··· Data rows ···

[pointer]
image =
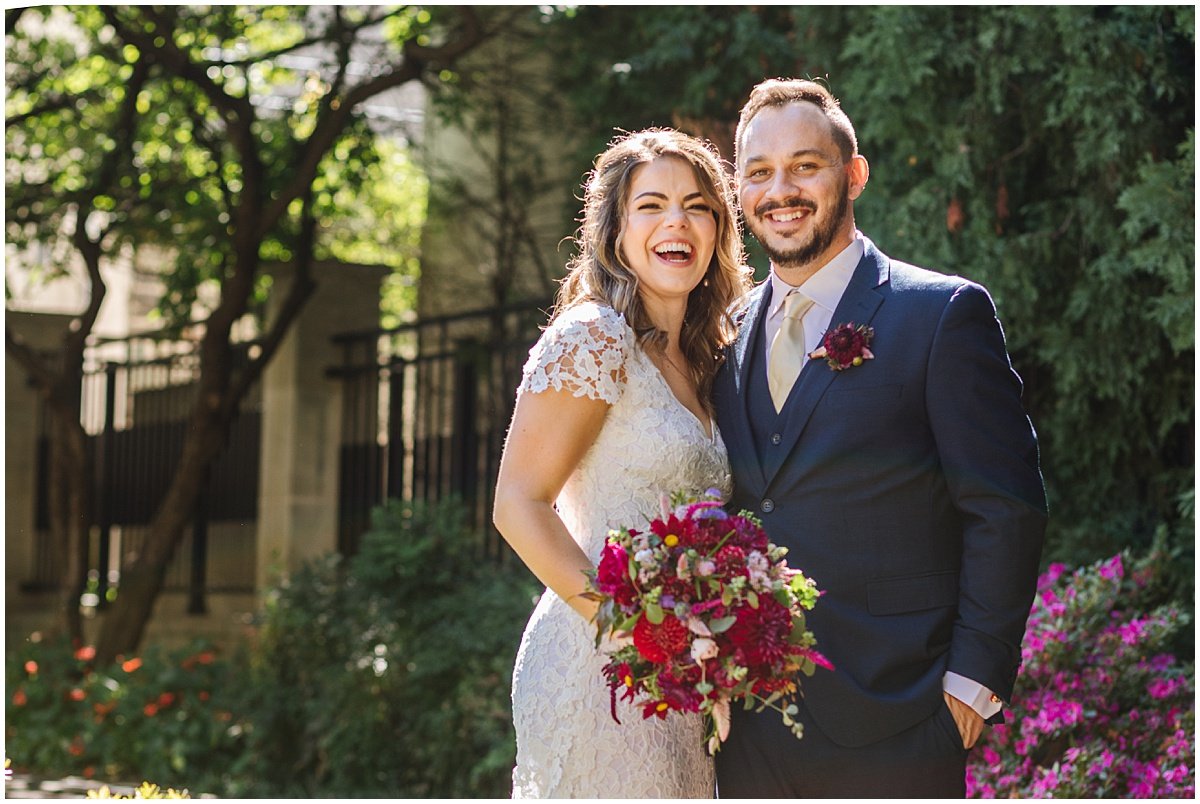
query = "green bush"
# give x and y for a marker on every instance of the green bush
(388, 675)
(385, 675)
(165, 715)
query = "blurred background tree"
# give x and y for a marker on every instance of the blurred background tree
(159, 127)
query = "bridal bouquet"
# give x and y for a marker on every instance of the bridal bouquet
(715, 616)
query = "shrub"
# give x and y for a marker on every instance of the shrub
(389, 673)
(165, 715)
(1103, 707)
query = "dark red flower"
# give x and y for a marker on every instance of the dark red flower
(612, 575)
(761, 634)
(750, 534)
(660, 643)
(845, 346)
(731, 562)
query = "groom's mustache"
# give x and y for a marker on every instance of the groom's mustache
(771, 207)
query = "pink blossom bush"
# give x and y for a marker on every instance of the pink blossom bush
(1102, 707)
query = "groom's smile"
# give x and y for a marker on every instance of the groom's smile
(796, 187)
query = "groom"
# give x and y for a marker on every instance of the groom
(897, 465)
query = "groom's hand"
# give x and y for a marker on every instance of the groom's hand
(969, 721)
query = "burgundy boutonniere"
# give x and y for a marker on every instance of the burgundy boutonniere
(845, 346)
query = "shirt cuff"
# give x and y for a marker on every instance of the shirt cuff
(973, 694)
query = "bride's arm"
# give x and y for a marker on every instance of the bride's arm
(551, 432)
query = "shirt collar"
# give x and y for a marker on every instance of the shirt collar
(827, 286)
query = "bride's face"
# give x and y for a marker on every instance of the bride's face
(670, 229)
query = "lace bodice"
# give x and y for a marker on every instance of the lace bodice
(568, 744)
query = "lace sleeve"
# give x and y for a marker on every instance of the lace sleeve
(583, 353)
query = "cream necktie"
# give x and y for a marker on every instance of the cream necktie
(787, 349)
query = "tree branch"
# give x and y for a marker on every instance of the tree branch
(11, 17)
(331, 124)
(267, 55)
(301, 288)
(239, 113)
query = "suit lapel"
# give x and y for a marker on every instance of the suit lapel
(858, 304)
(748, 337)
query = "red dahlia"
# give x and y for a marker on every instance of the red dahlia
(762, 633)
(660, 643)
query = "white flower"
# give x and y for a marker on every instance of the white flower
(721, 717)
(703, 648)
(682, 569)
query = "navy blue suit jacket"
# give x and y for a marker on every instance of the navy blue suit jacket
(909, 487)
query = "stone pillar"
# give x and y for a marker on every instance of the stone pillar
(23, 413)
(303, 418)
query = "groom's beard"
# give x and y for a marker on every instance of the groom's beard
(823, 233)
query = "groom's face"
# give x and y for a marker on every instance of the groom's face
(793, 186)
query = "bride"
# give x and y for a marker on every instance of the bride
(612, 411)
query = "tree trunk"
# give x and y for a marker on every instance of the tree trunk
(142, 580)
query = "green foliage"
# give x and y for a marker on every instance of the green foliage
(166, 715)
(185, 186)
(1047, 153)
(389, 675)
(385, 675)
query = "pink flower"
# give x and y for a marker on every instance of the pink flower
(702, 648)
(1113, 569)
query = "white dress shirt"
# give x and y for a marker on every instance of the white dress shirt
(826, 288)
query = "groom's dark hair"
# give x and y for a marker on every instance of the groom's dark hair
(783, 91)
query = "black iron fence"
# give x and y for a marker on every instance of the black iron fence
(137, 394)
(425, 409)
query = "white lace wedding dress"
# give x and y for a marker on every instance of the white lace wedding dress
(568, 744)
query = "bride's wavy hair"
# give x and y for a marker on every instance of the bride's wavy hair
(599, 271)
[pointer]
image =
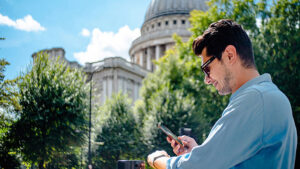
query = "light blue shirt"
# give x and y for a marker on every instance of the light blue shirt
(256, 131)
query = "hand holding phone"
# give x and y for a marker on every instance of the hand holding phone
(170, 134)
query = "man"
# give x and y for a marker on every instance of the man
(256, 130)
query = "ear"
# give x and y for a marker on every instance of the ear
(231, 54)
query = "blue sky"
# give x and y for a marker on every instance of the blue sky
(88, 30)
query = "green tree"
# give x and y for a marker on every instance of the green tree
(8, 102)
(117, 134)
(53, 118)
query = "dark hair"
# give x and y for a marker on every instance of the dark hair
(221, 34)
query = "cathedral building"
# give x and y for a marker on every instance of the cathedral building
(163, 18)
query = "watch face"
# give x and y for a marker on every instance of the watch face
(170, 134)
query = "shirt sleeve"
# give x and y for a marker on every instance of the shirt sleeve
(235, 137)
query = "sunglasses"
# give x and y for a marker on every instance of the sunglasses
(205, 69)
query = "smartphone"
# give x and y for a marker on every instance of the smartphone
(170, 134)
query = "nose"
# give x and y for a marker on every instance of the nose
(207, 80)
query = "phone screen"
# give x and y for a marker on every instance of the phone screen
(170, 134)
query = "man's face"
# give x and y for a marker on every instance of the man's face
(219, 74)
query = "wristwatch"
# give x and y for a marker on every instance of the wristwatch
(157, 157)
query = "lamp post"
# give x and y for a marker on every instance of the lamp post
(90, 124)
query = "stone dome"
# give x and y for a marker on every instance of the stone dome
(159, 8)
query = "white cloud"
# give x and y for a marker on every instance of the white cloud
(108, 44)
(85, 32)
(26, 24)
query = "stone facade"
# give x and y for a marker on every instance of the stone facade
(111, 75)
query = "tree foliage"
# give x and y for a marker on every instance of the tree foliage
(53, 118)
(8, 102)
(118, 133)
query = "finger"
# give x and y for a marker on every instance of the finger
(169, 139)
(177, 149)
(173, 143)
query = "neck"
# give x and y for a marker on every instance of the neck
(243, 76)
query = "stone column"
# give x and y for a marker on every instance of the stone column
(148, 58)
(110, 87)
(142, 58)
(104, 91)
(157, 54)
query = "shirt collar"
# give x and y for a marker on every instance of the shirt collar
(262, 78)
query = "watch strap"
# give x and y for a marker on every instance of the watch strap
(157, 157)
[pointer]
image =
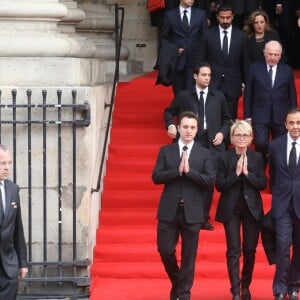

···

*Prompt:* Show every line of the lines above that contains the word "dark".

*Result below:*
query = "dark red flower"
# give x and y for a marker on every instance of the dark red flower
query = "groom's dark hair"
# give x and y for a marker on every instance of the groom's dark hair
query = "dark hair"
# give x and y for a marker on every instance of the dark hair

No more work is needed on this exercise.